• **EXTRACTED ENTRIES**
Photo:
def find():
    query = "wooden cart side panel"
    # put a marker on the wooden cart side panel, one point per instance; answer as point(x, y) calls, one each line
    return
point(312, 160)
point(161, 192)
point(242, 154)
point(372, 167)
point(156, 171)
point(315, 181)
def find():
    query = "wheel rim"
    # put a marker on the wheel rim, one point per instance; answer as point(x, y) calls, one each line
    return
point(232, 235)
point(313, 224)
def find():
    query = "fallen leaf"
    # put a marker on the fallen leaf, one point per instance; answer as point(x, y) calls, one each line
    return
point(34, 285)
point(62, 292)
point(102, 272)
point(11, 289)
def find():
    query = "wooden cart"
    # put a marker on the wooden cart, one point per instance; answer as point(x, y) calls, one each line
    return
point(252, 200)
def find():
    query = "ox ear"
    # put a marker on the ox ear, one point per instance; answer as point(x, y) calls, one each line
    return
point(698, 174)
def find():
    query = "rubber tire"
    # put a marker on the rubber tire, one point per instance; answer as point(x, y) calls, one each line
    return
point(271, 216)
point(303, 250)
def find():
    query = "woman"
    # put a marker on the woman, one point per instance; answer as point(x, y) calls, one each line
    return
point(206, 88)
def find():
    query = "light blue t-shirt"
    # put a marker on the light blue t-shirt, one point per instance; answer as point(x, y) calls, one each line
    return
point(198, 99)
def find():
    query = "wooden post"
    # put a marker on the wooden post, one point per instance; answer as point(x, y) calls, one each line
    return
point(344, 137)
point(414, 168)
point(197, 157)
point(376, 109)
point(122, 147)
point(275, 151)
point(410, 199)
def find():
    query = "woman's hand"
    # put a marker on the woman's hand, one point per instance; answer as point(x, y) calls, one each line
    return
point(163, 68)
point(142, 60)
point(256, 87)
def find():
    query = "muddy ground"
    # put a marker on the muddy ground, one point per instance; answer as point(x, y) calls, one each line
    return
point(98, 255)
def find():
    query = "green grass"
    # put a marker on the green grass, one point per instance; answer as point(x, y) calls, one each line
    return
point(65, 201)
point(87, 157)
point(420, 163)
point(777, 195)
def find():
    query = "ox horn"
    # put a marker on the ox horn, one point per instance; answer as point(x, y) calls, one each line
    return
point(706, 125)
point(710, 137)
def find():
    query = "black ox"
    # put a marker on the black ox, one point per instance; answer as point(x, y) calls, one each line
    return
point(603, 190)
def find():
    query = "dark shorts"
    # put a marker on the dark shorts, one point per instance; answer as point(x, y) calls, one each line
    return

• **TASK INSTRUCTIONS**
Retype the records above in full, with no differences.

• **RESPONSE TO THE TASK**
Photo:
def find():
    query = "wooden cart side panel"
    # put a marker on the wooden cart side panel, one point per instance; answer as point(x, y) calls, one each line
    return
point(312, 160)
point(161, 192)
point(242, 154)
point(372, 167)
point(156, 171)
point(315, 181)
def find():
    query = "wheel rim"
    # put a marker on the wheel rim, one point per instance; answer as point(x, y) calls, one each line
    return
point(232, 235)
point(313, 224)
def find():
    query = "fallen leaf"
    # put a marker on the fallen leaf, one point per instance; answer as point(x, y) calls, one each line
    return
point(34, 285)
point(62, 292)
point(102, 272)
point(11, 289)
def find():
    query = "wooden cart"
    # put a marker on the wooden cart, one point per instance; answer as point(x, y) calls, one each line
    return
point(252, 200)
def find():
    query = "ox ear"
    # put a marker on the ox ear, one point per instance; answer as point(x, y) calls, one each line
    return
point(698, 174)
def find():
    query = "rubber tire"
    # put a marker on the rubber tire, one point per instance; answer as point(x, y) calls, one each line
    return
point(271, 216)
point(303, 250)
def find():
    query = "woman"
    # put a marker on the woman, one point per instance; answer as point(x, y) calls, one each line
    return
point(206, 88)
def find():
    query = "light blue t-shirt"
    # put a marker on the light blue t-shirt, one point per instance; answer as point(x, y) calls, one each line
    return
point(198, 99)
def find():
    query = "wooden post"
    # put a marker on the wooden post, one point per instance; answer as point(x, y) calls, one each line
    return
point(344, 137)
point(414, 168)
point(197, 157)
point(376, 109)
point(122, 147)
point(275, 151)
point(410, 199)
def find():
    query = "woman's hand"
    # put a marker on the woman's hand, one point per instance; answer as point(x, y) calls, one each line
    return
point(163, 68)
point(142, 60)
point(256, 87)
def find():
    query = "muddy ground"
    # put a marker on the muddy ground, one point per instance; answer as point(x, y) calls, one each line
    return
point(98, 255)
def find():
    query = "green grass"
    # put a marker on the green grass, one point per instance; answer as point(x, y) calls, one each line
    return
point(65, 201)
point(87, 157)
point(420, 163)
point(777, 195)
def find():
    query = "ox horn"
    # put a marker on the ox horn, one point per instance; answer as point(x, y) calls, one each line
    return
point(706, 125)
point(710, 137)
def find():
    query = "black ox"
    # put a marker on the black ox, one point per instance; answer as point(x, y) calls, one each line
    return
point(603, 190)
def find():
    query = "dark shorts"
    # put a marker on the dark shorts, one point per instance; answer as point(x, y) calls, one each line
    return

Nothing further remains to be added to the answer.